*Prompt*.
Could you extend the passage on Danish marriage records below, starting right after its last sentence?

*Source passage*.
[Begin]
From 1683 until 1851, marriage in a church was the only legal method of getting married in Denmark. A marriage record from this period is therefore found in the church records, also called parish registers. Since 1851, civil marriage has been an option for Danes. For family researchers this means more sources to search. I was married in a church eight years ago today. I am celebrating my anniversary with this introduction to Danish marriage records from three centuries.
Engagement and Marriage Record from 1783
My husband's sixth great-grandparents bachelor "Jörgen Michelsen" from Paarup and maiden "Kirsten Jörgensdatter" from Østofte were betrothed on Wednesday 2 April 1783 and married on 12 April 1783. Their sponsors were "Michel Andersen" and "Jörgen Jensen," both from Paarup. This marriage record is typical from that time. The focus is on the betrothal, rather than the marriage. A betrothal is a formal engagement. Betrothal was required to be married and it was also binding. Some marriage registers do not list the marriage date, because it was not particularly important as long as the betrothal had been documented.
[End]
*Data records*.
[Begin]
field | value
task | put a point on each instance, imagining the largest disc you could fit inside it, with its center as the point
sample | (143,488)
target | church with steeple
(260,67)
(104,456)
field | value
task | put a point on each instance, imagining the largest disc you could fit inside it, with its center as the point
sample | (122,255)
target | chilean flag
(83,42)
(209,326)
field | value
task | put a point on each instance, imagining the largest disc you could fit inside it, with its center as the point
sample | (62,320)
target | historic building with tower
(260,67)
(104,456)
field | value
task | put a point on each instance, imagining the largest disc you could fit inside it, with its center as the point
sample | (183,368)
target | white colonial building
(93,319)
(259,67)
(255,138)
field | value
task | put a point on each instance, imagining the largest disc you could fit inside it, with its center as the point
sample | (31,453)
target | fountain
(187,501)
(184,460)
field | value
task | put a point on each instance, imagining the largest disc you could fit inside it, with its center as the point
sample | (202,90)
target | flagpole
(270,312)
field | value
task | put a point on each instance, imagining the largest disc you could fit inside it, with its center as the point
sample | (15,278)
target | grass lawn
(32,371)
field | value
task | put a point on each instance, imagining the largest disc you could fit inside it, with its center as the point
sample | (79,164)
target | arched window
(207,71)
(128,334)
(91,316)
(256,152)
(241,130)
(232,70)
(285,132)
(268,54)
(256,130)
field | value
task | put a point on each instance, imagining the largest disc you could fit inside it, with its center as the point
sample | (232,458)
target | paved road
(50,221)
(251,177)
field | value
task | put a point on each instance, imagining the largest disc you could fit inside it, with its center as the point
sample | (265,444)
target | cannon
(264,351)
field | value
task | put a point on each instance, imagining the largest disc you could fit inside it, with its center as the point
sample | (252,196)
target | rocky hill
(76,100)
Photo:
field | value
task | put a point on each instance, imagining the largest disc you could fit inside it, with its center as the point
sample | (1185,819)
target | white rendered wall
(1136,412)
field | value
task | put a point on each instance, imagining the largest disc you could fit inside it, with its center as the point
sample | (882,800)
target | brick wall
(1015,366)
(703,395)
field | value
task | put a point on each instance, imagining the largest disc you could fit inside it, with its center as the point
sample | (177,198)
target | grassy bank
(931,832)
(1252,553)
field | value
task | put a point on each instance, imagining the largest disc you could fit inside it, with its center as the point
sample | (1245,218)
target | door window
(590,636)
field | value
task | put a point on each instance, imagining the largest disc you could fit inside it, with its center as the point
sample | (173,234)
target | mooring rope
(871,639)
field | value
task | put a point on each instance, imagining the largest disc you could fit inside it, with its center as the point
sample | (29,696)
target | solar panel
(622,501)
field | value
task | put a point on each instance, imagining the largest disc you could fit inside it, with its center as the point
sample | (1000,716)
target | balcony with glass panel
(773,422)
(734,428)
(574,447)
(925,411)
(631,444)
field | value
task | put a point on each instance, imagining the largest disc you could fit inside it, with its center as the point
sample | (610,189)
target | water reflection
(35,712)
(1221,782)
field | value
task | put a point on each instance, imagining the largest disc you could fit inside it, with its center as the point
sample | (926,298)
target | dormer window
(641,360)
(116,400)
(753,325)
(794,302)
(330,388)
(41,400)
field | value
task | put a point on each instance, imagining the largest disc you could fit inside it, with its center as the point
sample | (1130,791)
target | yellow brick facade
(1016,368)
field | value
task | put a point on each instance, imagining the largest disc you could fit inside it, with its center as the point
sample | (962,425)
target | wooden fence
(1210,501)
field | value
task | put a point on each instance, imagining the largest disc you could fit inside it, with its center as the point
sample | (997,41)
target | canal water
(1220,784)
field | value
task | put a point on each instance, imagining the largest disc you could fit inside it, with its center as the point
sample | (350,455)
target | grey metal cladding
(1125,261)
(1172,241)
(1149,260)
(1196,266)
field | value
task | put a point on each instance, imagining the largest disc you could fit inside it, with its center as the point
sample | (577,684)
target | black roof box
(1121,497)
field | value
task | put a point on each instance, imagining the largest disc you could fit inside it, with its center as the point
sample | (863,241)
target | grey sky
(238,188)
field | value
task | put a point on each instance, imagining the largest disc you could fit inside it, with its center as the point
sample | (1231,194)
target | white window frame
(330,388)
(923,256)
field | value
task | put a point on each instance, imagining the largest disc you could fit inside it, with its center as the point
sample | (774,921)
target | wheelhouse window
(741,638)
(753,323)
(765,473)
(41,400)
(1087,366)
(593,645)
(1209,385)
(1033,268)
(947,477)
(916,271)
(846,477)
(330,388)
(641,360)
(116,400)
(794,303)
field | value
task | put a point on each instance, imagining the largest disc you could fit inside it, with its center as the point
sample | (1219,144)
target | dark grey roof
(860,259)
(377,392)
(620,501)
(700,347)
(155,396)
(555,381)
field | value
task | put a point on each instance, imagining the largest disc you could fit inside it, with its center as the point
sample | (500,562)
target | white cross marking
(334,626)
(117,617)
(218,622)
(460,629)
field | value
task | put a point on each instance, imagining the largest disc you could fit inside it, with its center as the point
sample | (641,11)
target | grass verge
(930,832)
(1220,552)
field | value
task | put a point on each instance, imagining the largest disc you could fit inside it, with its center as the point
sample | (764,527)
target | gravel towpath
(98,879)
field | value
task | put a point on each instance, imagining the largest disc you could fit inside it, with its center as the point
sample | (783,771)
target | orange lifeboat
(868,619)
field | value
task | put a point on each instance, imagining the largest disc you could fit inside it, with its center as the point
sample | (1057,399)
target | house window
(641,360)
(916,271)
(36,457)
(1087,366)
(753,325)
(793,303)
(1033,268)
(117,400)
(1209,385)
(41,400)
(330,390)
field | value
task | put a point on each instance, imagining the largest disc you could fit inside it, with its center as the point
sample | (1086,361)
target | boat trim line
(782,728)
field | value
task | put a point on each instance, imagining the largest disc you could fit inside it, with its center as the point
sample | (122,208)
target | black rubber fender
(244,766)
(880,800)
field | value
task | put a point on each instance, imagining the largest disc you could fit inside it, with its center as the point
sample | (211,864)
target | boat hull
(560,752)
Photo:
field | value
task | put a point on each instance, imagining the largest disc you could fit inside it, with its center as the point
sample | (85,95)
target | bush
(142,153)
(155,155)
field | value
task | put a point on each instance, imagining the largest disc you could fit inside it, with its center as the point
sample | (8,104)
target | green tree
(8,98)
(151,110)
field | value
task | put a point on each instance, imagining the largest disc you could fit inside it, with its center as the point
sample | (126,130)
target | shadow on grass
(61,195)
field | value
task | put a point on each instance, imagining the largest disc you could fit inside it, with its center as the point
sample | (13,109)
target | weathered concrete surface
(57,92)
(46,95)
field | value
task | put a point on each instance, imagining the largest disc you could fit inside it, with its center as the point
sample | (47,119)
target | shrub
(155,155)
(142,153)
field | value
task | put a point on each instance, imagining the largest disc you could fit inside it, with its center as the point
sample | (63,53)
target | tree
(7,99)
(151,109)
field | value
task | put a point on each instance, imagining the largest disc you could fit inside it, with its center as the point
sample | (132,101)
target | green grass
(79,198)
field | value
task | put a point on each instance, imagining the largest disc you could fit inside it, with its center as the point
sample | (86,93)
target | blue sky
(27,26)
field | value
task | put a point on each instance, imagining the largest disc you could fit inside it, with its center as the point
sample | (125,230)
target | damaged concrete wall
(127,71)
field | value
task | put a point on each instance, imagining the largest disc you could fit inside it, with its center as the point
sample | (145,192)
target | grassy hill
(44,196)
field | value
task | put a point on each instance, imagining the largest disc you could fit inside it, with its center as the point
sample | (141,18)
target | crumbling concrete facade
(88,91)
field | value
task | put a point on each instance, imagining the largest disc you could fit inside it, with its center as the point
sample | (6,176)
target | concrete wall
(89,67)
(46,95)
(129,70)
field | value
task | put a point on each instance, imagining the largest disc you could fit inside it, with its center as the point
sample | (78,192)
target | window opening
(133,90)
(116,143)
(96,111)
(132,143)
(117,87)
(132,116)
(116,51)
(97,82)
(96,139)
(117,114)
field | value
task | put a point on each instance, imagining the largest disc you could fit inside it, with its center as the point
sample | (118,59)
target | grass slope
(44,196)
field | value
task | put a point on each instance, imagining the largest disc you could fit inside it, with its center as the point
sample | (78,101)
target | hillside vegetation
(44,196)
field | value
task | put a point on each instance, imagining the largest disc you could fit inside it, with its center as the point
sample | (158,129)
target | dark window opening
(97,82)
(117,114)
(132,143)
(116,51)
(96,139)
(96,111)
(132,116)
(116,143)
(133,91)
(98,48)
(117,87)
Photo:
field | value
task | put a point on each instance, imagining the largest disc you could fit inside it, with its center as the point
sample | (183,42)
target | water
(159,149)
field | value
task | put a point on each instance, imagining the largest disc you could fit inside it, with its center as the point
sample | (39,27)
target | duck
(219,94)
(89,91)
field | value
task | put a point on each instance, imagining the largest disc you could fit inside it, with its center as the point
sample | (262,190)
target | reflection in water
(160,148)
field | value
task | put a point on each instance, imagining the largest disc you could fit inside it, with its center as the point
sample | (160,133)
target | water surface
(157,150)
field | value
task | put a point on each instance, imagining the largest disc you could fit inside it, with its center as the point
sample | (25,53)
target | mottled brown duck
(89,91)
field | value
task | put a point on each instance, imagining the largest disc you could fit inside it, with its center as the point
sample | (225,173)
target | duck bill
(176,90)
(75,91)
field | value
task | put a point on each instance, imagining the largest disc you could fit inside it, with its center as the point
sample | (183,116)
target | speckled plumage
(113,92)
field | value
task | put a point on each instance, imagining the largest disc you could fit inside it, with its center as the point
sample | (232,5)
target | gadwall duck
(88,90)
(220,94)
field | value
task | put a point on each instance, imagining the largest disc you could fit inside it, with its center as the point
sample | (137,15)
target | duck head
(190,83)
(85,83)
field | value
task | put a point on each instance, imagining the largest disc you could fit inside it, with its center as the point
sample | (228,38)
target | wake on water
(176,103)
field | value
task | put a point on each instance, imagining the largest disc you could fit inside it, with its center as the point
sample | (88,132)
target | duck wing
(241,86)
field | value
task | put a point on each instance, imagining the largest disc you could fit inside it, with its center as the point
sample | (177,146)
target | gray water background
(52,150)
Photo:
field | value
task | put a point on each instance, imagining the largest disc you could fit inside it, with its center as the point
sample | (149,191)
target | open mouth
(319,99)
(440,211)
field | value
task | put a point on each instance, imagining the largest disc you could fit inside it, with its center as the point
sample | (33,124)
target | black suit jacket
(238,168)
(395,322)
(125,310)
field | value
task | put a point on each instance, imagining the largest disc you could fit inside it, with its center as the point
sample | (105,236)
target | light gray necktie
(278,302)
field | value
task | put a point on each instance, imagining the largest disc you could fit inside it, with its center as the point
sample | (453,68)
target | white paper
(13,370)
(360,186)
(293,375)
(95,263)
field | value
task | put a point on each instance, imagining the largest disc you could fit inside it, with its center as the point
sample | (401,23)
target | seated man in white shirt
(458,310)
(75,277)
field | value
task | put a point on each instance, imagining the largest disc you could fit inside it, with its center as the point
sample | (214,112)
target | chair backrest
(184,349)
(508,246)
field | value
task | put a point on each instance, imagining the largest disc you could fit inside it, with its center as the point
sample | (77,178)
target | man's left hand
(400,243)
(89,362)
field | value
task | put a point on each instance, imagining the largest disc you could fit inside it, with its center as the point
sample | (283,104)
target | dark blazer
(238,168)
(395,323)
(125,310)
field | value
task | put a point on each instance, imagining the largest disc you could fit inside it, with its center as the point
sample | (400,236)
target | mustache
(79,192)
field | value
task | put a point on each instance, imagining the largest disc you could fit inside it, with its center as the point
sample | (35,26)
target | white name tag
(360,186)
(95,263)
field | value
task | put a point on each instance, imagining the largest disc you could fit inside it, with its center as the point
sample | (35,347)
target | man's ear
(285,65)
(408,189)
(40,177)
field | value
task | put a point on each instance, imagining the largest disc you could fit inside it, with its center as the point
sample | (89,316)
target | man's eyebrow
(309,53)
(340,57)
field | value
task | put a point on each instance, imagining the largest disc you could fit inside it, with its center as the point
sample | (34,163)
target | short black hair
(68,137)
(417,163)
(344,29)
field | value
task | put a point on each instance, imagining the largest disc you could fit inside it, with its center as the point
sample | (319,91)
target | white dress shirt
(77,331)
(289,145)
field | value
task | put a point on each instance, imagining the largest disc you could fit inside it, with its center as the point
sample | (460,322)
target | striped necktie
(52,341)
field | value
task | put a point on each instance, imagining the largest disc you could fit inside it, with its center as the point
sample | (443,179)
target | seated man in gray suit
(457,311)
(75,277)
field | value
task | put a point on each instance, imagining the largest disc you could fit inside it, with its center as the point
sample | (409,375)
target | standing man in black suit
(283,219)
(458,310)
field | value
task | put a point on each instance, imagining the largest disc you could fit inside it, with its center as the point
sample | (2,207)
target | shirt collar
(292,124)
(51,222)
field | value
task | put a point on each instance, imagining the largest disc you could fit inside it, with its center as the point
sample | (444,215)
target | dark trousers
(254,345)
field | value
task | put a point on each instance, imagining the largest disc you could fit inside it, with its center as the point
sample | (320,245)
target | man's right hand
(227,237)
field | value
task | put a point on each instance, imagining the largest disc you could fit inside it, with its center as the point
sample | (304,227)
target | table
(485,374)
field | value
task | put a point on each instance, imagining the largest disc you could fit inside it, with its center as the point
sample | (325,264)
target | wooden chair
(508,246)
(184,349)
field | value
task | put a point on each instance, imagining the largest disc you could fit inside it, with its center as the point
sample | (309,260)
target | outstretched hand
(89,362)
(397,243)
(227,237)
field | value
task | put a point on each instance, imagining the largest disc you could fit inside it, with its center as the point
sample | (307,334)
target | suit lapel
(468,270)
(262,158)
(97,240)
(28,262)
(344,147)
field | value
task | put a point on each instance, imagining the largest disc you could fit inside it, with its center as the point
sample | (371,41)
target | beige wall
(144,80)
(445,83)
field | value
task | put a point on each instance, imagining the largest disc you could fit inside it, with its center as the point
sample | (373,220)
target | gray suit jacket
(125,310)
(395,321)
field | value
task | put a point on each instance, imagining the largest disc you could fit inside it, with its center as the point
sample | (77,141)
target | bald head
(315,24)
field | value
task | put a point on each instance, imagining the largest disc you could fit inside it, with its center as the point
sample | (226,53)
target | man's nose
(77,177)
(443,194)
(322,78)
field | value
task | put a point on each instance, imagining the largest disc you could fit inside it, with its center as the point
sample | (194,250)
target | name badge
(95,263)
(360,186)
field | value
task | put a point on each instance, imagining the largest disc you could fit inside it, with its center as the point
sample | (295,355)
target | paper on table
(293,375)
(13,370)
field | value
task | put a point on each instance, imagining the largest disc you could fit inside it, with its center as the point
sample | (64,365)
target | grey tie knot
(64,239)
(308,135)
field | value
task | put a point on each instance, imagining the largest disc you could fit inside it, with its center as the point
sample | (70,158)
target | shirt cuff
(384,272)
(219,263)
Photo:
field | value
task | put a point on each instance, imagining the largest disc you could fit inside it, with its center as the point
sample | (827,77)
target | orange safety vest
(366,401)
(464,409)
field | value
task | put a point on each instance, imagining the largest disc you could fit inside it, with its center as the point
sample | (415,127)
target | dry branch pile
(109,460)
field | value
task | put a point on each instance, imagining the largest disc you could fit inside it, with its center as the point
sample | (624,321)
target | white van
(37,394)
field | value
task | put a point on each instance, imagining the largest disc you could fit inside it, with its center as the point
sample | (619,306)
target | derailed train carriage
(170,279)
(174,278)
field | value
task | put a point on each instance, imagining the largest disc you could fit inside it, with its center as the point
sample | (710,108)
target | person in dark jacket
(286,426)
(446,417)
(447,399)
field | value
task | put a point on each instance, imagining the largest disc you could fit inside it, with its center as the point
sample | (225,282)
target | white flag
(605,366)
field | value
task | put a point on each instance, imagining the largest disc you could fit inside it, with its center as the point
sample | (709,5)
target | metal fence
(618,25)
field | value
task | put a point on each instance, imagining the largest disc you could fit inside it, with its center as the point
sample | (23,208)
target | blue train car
[End]
*Task answer*.
Danish church records date back to the 1700s for most parishes. You can see the records online at AO genvej. You need to know the name of the county (amt), hundred (herred) and parish (sogn) to be able to find the record. Jørgen and Kirsten were married in Østofte Sogn, Fuglse Herred, Maribo Amt. The full image with their marriage record can be seen here: ao.salldata.dk/vis1.php?bsid=159413&side=300
The names of the sponsors should be noted, because they were most often the fathers of the bride and groom. My research has shown that Jørgen Michelsen's father was Michel Andersen and Kirsten Jørgensdatter's father was Jørgen Jensen. If you are surprised to see that the bride and groom do not have the same surname as their fathers, you might benefit from reading my blog post about Danish naming customs.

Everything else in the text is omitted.